__MATERIAL SUPPLIED__.
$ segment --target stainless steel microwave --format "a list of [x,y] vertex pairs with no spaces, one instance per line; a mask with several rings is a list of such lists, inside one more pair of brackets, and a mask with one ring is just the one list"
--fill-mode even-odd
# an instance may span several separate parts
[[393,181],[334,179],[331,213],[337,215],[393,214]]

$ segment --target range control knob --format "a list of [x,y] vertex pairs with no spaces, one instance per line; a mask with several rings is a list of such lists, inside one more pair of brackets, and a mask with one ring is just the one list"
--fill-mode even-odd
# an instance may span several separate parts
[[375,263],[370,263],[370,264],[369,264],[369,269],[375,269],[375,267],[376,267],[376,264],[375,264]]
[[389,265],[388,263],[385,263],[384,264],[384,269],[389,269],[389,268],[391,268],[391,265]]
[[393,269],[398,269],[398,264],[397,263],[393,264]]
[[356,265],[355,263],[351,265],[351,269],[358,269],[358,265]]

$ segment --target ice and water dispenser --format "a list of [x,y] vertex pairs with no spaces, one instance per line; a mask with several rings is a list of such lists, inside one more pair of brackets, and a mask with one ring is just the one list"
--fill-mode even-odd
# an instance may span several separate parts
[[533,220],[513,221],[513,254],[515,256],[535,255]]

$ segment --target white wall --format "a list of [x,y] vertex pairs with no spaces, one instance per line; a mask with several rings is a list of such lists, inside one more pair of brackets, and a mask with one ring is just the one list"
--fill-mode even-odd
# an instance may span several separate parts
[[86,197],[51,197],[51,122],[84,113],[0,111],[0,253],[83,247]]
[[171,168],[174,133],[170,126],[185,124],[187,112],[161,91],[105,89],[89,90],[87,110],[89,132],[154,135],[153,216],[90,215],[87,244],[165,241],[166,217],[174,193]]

==

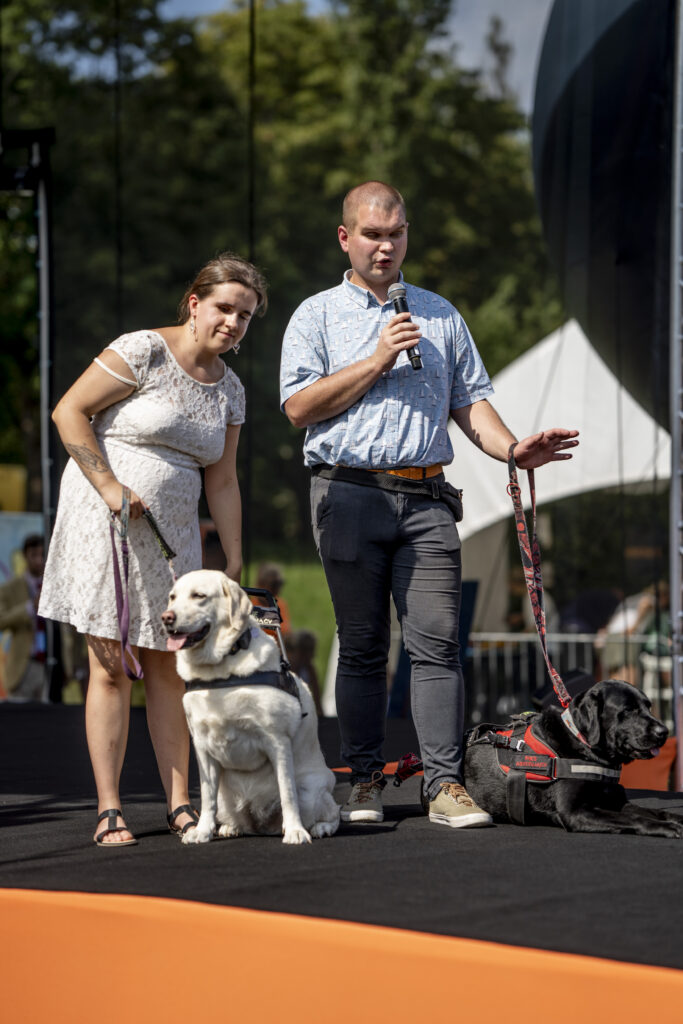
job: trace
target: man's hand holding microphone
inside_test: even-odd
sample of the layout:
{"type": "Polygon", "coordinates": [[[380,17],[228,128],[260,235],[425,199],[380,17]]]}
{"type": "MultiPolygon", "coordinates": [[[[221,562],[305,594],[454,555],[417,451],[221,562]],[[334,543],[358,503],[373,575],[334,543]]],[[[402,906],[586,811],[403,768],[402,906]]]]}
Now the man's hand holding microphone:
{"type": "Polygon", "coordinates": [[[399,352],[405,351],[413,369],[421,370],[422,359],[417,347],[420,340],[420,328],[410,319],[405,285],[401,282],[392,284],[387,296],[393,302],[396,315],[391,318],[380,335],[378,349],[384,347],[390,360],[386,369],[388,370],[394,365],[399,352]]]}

---

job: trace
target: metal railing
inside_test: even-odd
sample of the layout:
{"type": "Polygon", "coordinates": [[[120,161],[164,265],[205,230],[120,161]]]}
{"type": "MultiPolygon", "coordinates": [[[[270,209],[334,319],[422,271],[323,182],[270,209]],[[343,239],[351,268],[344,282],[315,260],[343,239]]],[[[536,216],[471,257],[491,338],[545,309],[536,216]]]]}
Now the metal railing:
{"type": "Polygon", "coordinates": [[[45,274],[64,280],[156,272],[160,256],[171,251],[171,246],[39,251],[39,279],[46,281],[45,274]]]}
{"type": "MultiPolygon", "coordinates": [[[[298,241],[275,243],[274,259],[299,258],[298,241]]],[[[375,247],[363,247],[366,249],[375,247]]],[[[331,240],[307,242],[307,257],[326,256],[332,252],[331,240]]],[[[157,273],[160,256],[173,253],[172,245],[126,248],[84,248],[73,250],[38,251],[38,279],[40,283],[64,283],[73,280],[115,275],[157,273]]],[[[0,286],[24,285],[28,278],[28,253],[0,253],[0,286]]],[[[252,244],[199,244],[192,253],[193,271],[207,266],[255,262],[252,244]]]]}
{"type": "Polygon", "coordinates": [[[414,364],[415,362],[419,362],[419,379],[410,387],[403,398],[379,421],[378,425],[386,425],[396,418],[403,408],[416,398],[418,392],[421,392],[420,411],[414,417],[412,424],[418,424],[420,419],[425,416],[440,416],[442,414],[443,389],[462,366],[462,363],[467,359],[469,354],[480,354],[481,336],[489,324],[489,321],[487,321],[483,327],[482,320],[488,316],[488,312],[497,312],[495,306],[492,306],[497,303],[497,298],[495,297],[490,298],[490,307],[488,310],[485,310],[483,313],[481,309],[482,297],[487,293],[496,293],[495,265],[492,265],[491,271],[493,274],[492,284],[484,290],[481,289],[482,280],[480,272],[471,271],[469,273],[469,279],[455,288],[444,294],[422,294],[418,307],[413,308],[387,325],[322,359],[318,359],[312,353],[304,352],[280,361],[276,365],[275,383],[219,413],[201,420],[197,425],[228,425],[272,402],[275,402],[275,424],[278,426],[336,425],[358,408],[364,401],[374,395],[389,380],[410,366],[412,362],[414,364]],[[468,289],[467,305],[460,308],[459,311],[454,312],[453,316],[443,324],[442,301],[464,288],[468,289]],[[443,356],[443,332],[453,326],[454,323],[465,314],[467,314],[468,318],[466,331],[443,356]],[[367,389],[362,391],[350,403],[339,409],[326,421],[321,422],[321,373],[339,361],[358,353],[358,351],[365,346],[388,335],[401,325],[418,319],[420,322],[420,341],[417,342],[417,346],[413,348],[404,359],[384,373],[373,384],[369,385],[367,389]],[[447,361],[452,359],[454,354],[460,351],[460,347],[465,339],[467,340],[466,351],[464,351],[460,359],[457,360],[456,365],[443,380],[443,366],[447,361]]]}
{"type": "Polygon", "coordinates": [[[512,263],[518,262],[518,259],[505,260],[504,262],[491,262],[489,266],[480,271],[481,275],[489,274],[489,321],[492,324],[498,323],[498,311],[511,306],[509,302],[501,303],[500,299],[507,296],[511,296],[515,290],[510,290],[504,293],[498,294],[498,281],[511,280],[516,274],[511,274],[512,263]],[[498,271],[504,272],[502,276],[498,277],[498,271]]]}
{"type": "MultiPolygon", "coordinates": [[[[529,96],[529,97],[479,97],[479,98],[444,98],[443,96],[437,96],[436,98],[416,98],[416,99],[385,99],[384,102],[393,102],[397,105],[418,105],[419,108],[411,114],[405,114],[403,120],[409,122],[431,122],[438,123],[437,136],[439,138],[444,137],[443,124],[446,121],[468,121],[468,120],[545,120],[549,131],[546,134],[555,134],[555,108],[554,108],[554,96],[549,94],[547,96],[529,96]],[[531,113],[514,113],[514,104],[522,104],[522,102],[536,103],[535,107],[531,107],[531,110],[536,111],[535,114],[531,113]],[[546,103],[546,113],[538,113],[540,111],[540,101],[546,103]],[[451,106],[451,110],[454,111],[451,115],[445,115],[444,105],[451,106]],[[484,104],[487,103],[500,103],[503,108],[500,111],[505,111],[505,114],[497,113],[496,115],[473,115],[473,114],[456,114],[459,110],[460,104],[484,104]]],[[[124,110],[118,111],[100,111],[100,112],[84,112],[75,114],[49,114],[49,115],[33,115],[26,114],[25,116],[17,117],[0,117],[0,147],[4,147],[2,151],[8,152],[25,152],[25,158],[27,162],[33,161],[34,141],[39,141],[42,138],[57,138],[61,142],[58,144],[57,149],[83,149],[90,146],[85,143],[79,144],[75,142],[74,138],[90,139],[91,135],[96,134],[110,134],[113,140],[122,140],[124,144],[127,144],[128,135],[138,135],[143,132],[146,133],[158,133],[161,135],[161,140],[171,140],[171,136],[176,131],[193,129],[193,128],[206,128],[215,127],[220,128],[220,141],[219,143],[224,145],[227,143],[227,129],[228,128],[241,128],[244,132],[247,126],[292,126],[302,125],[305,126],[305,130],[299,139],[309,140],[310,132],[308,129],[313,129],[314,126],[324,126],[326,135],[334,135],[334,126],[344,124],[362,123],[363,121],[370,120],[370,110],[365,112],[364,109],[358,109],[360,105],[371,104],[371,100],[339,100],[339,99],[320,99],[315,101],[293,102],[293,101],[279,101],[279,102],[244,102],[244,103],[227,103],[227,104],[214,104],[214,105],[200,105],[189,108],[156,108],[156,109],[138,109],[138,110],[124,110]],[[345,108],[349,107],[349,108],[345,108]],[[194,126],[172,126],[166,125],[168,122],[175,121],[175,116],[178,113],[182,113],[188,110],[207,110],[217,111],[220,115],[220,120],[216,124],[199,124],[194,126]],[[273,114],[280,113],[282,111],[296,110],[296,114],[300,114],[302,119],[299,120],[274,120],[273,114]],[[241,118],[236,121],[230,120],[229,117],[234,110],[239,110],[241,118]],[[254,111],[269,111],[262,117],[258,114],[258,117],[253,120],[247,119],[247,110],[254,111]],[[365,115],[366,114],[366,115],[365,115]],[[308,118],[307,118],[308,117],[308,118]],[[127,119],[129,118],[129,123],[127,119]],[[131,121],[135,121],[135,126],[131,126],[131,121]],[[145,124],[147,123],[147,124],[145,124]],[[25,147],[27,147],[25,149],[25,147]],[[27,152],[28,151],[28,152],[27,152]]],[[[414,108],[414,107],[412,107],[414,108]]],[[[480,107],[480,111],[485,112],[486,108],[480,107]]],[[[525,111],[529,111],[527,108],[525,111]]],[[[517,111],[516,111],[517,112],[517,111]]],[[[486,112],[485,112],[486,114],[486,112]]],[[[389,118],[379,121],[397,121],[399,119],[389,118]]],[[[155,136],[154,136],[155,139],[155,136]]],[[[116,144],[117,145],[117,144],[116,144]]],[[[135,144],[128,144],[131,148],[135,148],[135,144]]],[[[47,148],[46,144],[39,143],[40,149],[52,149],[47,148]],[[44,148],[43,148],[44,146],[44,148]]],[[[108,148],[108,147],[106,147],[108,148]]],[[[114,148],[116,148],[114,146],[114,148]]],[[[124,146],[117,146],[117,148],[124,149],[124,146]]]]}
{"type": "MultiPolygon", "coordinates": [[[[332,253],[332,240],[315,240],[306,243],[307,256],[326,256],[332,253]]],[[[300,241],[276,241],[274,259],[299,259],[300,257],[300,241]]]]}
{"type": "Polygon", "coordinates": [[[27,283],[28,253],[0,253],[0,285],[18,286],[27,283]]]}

__TASK GOAL__. Copy each line of the listing that contains the string "with".

__RESULT__.
$ segment --target stainless steel microwave --format "a list of [x,y] vertex pairs with no spaces, one instance per line; a mask with several rings is a list of such lists, inside one more pair of brackets, and a mask with one ring is just the one list"
$ segment --target range control knob --format "a list of [x,y] vertex pairs with no spaces, one instance per line; a mask with several rings is a list of such lists, inside one more pair of brackets, and a mask with one ring is just the one list"
$ segment --target ice and water dispenser --format "a list of [x,y] vertex pairs with no spaces, one instance per line; a mask with several rings is a list of such lists, inside one more pair of brackets, and a mask with one ring is just the one list"
$ segment --target white wall --format "a list of [x,y] vertex pairs with no spaces, one instance per line; a mask with several rings is a list of such lists, inside one more pair of brackets, and a mask with one ring is just the one list"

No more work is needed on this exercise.